PROBLEM DESCRIPTION: Please extract each line of the material below that contains the string "target". Case matters, so copy only lines where the capitalization matches.

[START OF RECORD EXTRACTS]

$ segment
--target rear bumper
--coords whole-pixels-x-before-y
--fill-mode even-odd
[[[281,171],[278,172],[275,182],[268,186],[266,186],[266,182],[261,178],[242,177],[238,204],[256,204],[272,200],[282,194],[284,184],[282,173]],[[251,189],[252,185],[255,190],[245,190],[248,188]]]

[END OF RECORD EXTRACTS]
[START OF RECORD EXTRACTS]

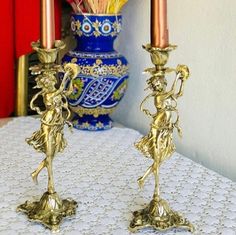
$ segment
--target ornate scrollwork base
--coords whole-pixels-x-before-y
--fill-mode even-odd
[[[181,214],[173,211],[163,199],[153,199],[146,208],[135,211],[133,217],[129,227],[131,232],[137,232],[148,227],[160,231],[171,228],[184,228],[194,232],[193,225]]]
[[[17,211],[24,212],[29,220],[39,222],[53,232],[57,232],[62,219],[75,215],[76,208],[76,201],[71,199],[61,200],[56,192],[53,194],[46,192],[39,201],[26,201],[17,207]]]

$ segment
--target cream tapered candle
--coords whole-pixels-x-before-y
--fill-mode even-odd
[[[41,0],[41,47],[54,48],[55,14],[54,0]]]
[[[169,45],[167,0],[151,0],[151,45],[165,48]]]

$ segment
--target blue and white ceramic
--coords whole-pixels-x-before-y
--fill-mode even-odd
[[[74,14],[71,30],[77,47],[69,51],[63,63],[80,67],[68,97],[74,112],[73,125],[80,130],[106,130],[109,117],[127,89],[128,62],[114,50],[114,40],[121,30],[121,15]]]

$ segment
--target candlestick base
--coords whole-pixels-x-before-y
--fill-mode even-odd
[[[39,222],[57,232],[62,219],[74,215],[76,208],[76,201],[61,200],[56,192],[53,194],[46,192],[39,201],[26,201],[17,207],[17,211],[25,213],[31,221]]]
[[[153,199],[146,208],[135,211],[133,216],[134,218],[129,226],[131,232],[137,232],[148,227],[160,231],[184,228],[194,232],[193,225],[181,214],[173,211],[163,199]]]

[END OF RECORD EXTRACTS]
[START OF RECORD EXTRACTS]

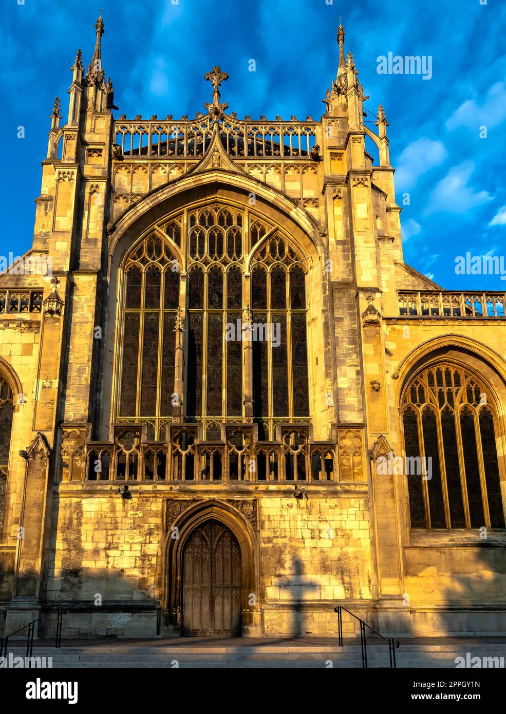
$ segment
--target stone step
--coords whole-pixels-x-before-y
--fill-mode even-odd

[END OF RECORD EXTRACTS]

ANSWER TO THE TASK:
--target rear bumper
--target ornate scrollwork base
--target cream tapered candle
--target blue and white ceramic
--target candlestick base
--target stone step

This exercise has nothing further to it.